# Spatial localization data
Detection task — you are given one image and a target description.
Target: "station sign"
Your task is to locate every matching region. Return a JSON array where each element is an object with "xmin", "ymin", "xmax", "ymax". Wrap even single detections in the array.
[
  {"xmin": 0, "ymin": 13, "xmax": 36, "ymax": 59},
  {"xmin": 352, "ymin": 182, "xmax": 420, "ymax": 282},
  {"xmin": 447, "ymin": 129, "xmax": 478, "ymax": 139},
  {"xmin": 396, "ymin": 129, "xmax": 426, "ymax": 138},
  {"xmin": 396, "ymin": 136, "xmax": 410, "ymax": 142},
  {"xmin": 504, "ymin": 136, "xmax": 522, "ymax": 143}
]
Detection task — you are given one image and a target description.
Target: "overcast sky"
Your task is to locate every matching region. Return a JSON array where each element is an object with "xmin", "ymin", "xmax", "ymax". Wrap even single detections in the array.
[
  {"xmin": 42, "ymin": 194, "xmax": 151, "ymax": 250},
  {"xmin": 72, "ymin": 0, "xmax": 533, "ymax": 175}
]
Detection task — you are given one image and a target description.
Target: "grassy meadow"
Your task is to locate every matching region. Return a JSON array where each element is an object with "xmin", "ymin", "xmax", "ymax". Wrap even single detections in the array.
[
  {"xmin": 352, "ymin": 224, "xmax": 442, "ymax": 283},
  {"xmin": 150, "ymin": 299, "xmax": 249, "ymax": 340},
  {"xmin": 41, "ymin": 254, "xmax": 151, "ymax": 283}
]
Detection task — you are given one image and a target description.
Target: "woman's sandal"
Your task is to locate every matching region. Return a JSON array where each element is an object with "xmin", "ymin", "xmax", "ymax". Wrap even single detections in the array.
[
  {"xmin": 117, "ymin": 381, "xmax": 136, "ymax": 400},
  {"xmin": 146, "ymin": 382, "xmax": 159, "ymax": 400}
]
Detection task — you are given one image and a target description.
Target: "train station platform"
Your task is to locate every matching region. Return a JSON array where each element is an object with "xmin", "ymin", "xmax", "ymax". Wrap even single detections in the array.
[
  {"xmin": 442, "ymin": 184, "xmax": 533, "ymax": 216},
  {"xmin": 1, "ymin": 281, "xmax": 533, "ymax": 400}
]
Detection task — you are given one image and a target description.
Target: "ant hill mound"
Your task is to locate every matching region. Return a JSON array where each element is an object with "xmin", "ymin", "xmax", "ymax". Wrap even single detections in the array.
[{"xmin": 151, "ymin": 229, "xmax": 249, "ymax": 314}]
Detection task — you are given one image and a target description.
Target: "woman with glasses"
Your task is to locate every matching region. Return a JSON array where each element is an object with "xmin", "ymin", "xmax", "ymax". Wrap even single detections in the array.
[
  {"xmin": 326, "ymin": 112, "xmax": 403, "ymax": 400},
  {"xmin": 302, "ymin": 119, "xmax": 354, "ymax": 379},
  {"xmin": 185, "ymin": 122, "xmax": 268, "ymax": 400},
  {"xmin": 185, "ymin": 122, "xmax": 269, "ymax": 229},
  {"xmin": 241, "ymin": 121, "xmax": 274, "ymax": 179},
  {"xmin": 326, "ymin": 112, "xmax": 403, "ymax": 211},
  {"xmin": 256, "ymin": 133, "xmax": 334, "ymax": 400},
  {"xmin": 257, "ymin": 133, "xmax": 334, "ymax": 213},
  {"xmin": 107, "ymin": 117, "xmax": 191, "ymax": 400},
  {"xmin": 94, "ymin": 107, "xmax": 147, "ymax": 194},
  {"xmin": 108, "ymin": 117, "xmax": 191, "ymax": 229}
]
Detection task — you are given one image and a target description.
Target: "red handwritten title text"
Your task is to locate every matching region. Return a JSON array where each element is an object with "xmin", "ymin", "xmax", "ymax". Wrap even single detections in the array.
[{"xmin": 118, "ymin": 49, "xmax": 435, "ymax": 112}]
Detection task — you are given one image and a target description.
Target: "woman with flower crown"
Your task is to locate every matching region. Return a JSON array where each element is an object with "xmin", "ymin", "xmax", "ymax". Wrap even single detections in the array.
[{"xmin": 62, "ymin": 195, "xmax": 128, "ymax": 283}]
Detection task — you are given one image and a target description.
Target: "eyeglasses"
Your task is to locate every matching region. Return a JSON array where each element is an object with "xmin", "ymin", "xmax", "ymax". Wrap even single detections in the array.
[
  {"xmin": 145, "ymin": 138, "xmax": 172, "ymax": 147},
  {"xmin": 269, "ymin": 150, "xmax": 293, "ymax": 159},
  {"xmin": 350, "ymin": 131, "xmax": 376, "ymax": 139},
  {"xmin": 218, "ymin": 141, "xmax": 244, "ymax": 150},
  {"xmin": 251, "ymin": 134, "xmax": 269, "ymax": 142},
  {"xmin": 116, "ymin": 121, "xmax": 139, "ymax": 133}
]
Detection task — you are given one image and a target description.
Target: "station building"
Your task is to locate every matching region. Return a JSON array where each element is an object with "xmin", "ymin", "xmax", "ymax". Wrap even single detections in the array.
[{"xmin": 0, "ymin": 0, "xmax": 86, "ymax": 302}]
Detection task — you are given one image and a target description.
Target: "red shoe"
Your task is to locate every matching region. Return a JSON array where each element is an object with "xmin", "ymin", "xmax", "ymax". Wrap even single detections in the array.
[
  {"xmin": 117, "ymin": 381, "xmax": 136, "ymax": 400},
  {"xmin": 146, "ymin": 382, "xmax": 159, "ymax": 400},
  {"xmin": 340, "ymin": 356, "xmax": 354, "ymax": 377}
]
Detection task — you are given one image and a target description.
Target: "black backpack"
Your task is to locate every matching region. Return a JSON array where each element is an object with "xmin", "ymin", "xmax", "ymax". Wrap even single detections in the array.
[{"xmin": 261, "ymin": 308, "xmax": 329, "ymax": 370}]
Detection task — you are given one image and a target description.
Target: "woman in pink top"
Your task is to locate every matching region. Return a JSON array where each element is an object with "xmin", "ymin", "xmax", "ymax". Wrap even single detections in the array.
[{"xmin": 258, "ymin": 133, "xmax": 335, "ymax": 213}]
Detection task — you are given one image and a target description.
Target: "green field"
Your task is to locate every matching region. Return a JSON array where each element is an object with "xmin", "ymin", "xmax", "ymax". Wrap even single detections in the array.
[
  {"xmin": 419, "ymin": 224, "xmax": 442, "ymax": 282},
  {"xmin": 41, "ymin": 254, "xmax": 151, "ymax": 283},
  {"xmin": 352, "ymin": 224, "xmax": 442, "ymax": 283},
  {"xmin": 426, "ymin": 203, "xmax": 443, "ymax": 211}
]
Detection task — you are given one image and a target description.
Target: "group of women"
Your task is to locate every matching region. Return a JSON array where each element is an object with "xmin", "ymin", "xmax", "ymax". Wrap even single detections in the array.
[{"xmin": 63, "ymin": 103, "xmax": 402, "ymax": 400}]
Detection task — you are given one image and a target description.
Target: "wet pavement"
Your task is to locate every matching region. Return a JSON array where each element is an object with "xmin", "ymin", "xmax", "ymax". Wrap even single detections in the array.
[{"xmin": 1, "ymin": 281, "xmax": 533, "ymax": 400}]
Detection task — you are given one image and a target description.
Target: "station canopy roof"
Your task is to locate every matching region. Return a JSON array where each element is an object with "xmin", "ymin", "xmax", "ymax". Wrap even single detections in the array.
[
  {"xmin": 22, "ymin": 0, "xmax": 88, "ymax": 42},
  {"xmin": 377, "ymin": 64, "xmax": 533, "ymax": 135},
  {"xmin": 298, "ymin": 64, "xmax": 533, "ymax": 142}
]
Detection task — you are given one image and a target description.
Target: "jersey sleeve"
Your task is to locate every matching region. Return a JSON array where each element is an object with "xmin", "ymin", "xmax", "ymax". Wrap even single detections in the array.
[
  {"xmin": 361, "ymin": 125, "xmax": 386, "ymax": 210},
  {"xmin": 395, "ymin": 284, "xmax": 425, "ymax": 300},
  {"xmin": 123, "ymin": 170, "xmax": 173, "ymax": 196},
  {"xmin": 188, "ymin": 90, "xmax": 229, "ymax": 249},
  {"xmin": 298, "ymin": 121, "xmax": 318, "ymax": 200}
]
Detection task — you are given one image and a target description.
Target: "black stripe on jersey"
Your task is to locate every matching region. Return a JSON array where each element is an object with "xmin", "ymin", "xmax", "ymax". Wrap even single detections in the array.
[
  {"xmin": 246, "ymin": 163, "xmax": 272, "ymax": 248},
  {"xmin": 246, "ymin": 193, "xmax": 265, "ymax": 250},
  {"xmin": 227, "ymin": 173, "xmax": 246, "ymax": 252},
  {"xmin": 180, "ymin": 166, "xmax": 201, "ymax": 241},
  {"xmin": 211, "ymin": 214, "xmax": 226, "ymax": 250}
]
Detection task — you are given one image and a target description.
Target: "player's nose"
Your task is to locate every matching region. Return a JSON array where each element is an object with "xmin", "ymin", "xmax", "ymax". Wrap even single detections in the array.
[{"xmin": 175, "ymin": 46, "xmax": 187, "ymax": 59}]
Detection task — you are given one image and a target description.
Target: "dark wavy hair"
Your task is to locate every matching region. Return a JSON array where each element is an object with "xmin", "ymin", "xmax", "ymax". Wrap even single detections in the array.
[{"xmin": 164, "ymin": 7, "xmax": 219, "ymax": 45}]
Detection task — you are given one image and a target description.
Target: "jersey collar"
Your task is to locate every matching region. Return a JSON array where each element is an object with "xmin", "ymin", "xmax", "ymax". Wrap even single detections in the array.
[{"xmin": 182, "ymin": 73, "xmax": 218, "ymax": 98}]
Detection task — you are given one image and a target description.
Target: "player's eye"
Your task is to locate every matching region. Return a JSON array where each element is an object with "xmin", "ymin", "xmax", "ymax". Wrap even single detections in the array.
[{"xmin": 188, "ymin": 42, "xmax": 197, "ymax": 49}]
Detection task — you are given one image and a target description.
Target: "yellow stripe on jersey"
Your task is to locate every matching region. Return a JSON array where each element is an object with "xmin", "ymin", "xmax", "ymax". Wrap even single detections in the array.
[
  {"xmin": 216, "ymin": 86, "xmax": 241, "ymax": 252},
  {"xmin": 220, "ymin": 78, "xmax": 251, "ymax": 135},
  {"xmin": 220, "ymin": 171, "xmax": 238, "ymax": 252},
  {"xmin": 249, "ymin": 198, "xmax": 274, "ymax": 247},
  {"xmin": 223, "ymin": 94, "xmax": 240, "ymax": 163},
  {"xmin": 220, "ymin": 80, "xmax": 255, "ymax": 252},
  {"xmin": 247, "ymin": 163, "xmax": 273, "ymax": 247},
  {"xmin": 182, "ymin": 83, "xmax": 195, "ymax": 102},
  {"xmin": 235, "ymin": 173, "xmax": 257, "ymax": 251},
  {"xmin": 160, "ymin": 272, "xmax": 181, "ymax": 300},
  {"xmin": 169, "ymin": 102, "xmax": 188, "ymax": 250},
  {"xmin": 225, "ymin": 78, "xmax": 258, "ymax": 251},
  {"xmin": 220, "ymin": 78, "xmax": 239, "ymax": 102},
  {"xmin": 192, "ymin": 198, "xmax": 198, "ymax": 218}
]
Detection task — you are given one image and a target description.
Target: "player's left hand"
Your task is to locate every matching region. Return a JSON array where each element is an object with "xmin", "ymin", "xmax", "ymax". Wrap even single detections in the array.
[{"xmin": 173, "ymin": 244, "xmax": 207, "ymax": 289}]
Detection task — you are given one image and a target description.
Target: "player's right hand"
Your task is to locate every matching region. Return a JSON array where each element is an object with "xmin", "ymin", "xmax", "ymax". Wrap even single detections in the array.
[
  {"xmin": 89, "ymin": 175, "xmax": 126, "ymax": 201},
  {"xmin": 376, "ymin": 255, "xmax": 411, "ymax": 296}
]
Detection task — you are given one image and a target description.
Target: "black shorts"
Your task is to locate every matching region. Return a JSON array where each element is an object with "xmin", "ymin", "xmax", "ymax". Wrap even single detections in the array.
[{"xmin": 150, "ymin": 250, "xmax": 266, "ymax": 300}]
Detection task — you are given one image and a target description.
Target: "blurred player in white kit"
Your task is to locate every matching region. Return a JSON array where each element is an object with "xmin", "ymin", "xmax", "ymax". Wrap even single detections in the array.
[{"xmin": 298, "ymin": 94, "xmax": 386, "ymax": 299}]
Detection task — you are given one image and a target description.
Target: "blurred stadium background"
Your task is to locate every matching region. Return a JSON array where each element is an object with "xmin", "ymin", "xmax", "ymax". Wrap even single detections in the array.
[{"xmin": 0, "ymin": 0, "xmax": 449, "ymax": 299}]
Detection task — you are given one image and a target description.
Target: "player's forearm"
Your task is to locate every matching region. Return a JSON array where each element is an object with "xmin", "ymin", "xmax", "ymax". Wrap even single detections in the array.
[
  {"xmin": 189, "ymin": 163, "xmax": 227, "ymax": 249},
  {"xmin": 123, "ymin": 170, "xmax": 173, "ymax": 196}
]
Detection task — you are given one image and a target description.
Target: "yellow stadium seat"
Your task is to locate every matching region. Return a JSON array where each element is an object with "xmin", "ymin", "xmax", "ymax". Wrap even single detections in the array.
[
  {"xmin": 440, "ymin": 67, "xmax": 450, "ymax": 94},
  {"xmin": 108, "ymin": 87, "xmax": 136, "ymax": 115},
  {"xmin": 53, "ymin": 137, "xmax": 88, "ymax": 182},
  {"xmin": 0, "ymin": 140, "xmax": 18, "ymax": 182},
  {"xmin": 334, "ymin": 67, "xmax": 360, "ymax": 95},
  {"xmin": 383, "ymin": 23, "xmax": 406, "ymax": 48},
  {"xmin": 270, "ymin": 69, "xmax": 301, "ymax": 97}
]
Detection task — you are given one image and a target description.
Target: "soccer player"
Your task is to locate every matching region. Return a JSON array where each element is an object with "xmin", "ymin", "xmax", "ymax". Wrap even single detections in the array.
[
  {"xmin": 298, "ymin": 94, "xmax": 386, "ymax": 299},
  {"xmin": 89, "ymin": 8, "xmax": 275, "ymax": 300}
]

# Task objective
Which of the lines above include the word "woman"? Copy each of them.

# Solution to the problem
Target: "woman's sandal"
Target: "woman with glasses"
Target: "woman with flower crown"
Target: "woman in pink top"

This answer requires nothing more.